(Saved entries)

###

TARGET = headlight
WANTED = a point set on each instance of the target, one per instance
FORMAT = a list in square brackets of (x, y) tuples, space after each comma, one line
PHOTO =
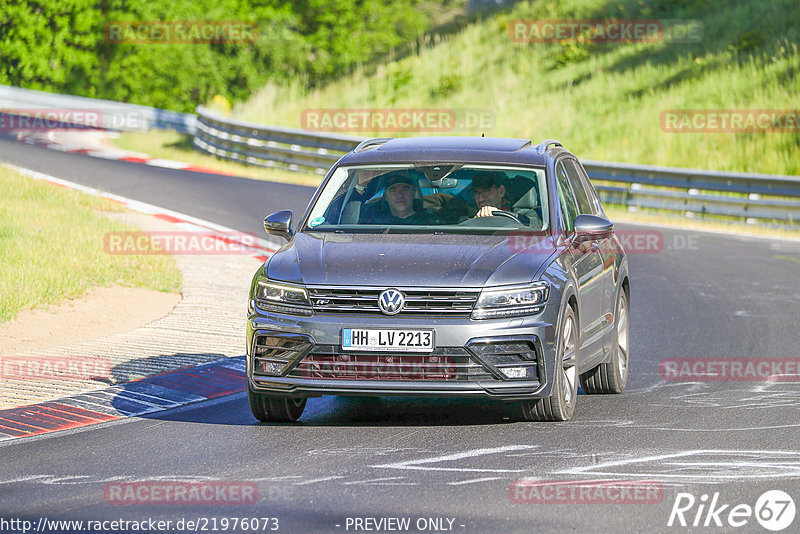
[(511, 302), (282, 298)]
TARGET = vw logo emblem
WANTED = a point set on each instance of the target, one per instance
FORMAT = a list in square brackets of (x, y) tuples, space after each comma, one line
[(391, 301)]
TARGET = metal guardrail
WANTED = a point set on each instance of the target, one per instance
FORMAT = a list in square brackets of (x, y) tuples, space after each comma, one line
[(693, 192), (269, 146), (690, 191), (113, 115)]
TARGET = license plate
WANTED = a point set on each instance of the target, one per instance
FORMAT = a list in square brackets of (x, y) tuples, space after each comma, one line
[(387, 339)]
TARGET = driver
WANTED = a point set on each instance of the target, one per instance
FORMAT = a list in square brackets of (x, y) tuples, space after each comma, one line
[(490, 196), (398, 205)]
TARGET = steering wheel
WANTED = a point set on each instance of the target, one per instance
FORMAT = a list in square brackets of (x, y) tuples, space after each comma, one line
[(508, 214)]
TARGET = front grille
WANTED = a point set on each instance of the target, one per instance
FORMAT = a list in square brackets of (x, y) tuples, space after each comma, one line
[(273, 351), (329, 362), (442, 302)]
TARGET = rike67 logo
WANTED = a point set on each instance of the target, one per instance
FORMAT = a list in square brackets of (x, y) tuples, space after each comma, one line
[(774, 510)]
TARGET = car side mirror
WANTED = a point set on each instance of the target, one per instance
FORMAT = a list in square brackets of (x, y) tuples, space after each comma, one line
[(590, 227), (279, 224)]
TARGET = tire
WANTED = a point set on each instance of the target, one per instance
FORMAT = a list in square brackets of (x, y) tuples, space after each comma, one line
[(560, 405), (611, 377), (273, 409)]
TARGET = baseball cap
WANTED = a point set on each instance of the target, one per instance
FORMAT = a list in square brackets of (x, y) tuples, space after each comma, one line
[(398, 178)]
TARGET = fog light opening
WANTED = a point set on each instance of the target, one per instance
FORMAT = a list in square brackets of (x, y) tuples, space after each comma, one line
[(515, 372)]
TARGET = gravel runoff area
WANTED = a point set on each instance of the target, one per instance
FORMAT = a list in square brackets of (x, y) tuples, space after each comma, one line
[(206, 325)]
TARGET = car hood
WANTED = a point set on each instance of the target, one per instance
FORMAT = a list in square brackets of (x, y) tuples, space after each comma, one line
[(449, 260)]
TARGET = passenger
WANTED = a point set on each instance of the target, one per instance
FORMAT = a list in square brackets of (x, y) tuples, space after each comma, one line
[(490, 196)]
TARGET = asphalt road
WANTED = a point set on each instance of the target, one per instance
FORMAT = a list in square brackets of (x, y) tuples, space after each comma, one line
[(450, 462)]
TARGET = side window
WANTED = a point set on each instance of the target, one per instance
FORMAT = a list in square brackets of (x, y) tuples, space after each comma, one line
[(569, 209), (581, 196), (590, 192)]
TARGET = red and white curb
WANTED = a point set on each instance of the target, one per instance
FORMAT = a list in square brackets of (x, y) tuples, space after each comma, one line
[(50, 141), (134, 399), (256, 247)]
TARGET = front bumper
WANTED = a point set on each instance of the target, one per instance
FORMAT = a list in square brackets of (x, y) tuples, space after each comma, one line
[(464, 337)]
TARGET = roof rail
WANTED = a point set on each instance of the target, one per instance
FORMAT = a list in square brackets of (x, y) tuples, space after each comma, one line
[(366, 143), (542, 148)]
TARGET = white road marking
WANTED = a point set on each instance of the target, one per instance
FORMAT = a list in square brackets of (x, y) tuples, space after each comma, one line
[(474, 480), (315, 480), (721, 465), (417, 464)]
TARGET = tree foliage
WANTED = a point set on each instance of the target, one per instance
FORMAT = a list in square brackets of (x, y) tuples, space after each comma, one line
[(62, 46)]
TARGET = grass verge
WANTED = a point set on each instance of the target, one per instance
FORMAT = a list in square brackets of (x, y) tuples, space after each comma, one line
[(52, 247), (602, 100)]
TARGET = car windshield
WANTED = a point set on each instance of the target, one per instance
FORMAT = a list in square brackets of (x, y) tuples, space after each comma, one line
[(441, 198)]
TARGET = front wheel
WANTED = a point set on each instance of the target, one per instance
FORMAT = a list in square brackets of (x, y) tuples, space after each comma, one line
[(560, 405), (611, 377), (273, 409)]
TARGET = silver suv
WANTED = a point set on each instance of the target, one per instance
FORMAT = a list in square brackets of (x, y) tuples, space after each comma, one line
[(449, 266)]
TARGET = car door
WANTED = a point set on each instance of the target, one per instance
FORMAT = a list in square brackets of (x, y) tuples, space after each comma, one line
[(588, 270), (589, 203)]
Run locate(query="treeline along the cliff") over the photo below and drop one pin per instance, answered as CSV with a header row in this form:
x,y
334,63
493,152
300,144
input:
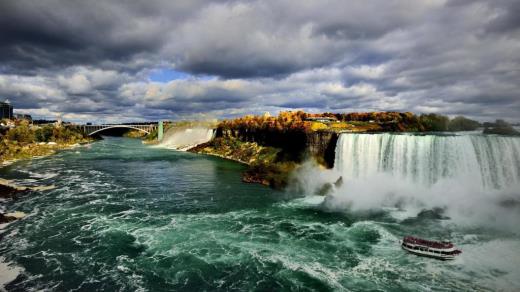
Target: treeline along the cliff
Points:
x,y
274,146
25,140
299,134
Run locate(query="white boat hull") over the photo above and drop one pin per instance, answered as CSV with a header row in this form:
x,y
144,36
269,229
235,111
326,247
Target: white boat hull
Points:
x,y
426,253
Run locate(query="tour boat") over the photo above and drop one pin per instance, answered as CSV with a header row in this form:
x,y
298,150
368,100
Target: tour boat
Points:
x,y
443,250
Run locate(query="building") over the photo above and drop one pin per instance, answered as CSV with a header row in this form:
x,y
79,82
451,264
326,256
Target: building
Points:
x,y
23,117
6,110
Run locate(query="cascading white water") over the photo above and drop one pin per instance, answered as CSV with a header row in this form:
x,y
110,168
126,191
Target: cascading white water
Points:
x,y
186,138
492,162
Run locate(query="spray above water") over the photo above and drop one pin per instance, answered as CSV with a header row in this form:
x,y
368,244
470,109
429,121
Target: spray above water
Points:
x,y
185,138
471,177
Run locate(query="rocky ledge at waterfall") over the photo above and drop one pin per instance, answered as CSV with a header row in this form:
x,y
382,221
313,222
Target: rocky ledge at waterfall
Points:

###

## WORK INSTRUCTIONS
Among the entries above, which lines include "cascading"? List them all.

## ANSWER SECTION
Run locate(query="cascading white water") over the photo above and drop one pin per instance, answered as CSV with a header row in this form:
Target: cascading white water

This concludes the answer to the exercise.